** SUPPLIED INFORMATION **

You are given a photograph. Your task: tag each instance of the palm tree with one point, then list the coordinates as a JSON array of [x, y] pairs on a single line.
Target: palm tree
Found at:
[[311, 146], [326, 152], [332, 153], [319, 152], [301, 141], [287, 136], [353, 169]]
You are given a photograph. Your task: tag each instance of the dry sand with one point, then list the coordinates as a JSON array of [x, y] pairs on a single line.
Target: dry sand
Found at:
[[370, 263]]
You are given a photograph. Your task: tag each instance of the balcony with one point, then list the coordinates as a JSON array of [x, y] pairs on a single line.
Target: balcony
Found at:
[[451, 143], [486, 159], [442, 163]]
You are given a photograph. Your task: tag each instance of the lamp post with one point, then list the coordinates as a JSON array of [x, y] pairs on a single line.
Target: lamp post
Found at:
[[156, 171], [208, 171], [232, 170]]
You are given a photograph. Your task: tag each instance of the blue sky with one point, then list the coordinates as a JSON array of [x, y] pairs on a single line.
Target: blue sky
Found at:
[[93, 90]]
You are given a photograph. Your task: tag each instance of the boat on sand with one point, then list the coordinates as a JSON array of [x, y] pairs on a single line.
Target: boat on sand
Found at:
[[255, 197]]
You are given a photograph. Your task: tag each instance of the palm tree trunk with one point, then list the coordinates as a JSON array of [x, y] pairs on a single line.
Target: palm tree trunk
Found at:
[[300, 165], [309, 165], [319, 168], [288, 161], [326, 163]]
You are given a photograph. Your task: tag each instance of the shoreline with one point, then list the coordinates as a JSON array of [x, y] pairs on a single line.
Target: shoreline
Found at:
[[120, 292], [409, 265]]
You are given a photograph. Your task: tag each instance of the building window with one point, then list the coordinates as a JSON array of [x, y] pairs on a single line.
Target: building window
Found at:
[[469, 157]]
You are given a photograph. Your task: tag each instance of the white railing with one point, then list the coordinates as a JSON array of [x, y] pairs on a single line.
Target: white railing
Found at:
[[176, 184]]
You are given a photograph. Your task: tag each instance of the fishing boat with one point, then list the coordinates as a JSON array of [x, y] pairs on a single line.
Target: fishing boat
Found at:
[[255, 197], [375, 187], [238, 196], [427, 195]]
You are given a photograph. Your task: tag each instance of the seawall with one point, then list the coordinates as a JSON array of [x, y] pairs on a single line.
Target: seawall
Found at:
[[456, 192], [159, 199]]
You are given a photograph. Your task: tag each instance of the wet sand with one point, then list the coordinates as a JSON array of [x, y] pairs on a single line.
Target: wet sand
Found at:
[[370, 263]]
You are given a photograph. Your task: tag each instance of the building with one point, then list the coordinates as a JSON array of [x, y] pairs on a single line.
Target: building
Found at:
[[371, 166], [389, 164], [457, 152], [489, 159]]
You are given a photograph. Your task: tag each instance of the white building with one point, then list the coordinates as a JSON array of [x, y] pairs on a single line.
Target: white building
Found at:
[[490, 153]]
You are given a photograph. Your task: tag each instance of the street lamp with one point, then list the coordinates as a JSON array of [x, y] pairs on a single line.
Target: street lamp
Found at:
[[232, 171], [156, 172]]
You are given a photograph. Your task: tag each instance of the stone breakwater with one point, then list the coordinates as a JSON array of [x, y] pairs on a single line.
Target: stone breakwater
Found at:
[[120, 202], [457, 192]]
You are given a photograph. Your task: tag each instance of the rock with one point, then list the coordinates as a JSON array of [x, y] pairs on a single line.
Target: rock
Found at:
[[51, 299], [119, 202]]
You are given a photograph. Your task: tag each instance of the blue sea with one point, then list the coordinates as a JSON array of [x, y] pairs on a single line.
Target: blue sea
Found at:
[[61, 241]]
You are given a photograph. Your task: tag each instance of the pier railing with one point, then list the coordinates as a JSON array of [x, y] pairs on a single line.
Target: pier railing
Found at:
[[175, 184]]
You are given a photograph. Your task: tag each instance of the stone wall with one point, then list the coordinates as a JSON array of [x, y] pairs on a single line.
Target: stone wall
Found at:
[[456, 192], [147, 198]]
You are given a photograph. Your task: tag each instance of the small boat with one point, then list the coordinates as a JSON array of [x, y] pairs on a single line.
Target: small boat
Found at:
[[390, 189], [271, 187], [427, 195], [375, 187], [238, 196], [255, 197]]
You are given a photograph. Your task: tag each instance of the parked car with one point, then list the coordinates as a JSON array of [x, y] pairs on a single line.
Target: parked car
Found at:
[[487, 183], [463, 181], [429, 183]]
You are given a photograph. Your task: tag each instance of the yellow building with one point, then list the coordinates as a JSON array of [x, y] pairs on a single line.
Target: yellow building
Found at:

** THE TASK **
Restate all of the entries exactly, please.

** RESULT FOR THIS EXERCISE **
You are given a photograph. Your task: tag each instance of the palm tree with one point, then list the coordinates as a JSON array of [x, y] pairs on a single line.
Target: palm tree
Found at:
[[311, 146], [326, 152], [332, 153], [319, 152], [301, 141], [287, 136], [353, 169]]
You are given a photograph. Your task: tag each instance of the dry sand with one point, then list the coordinates as a JSON array of [x, y] pairs on a single line.
Target: dry sand
Found at:
[[370, 263]]
You are given a photograph. Your task: tag each instance of the balcony with one point, then list the coordinates as a JSON array of [x, y] pairs on a single line.
Target: balcony
Found at:
[[451, 143], [486, 159], [442, 163]]
You are given a photograph. Your task: tag each instance of the lamp post with one point, then list the coordinates as a JSON array of [x, y] pairs on a single line.
Target: lamp post
Found at:
[[156, 171], [208, 171], [232, 170]]
You are given a photograph. Your task: tag each instance of the blue sky with one point, then list the coordinates as a JSON array of [x, y] pairs on a single line.
Target: blue sky
Found at:
[[93, 90]]
You are given a photograph. Your task: tag each instance of the boat on sand with one point, then list the coordinates as a JSON array of [x, y] pairs on a single line.
Target: boat on sand
Found at:
[[255, 197]]
You are given a photograph. Your task: tag each instance of the palm tree trunk with one point, then list the coordinates as a JSON array of [x, y] pairs on a single line.
Target: palm tree trunk
Found at:
[[300, 165], [309, 165], [319, 168], [288, 161], [326, 163]]
You are given a photograph. Your task: tag each instance of the shoreline with one point, then list the coordinates as a JSON array of [x, y] pairs on a single line.
Target: shoreline
Found at:
[[120, 292], [409, 265]]
You are given a photograph. Your task: tag each instance of the building window with one point, then list the coordinates as a JSON array of [x, y] pairs on a single line.
Target: building window
Found at:
[[469, 157]]
You are given a photograph. Your task: tag each instance of the white railing with one point, then list the coordinates as a JSON array of [x, y] pairs on a single line.
Target: white railing
Found at:
[[176, 184]]
You are given a photograph. Your task: tag each instance of the fishing boat with one point, then list the coordinates as a JSON array of [x, y] pairs on a single line.
Target: fishing boat
Found at:
[[255, 197], [375, 187], [238, 196], [427, 195]]
You are given a photograph. Your task: tag each instance of the seawall with one point, then list the coordinates as a JSON array of [x, y] pairs on a single line.
Target: seawall
Found at:
[[456, 192], [159, 199]]
You are given a photograph. Your task: tag each instance of the wet sand with one point, then list the coordinates as a JSON array of [x, y] pairs on a single line.
Target: wet sand
Found at:
[[370, 263]]
You are given a photograph. Your task: tag each instance of the building with one point, then list the coordinates as a JSON array of [x, y] pairs on a single line.
Target: building
Found at:
[[371, 166], [389, 164], [457, 152], [489, 159]]
You are given a photograph. Your task: tag each instance of the white building with one point, then list the coordinates as a JSON array of [x, y] pairs on a single line.
Target: white building
Found at:
[[490, 153]]
You are given a photograph. Your task: tag each instance of the street lamp with one point, then list the coordinates as a JSON array of [x, y] pairs on a single line.
Target: street lamp
Found at:
[[232, 171], [156, 172]]
You are given a photograph. Your task: tag each instance of the stone breakwater with one point, then list the coordinates as a JSON array of [x, y] pairs on a single line.
Target: stone breakwater
Found at:
[[120, 202], [457, 192]]
You are given a photograph. Your task: tag each instance of the rock with one point, then list the coordinates as a JSON array of [x, y] pairs on a single line.
Target: rock
Found at:
[[51, 299], [119, 202]]
You are given a photograph. Your task: tag each instance of the blue sea with one point, then list the coordinates as a JSON array of [x, y] pairs on a single line.
Target: blue sea
Found at:
[[61, 241]]
You are given a photograph. Your task: tag each instance of the pier railing with one point, then list the coordinates as a JSON array of [x, y] pairs on a single line.
Target: pier railing
Found at:
[[175, 184]]
You are given a photograph. Your task: tag each instance of the stone wall with one point, then list the coordinates as a JSON array of [x, y] pairs on a single line.
Target: stone wall
Found at:
[[456, 192], [147, 198]]
You are given a photograph. Your task: tag each instance of the small boat with one point, then list the coordinates as a JSON array of [x, y] pairs on a single line.
Target: small boat
Found at:
[[390, 189], [271, 187], [427, 195], [375, 187], [238, 196], [255, 197]]
You are given a photograph. Your task: tag each instance of the parked car with one point, then list the coordinates as a JSON array of [x, y] pairs on a single line.
Target: parked car
Found at:
[[487, 183], [463, 181], [429, 183]]
You are given a photograph. Your task: tag each instance of the yellow building with one point, then list the coordinates as a JSON array of [x, y] pairs on a single line.
Target: yellow building
Found at:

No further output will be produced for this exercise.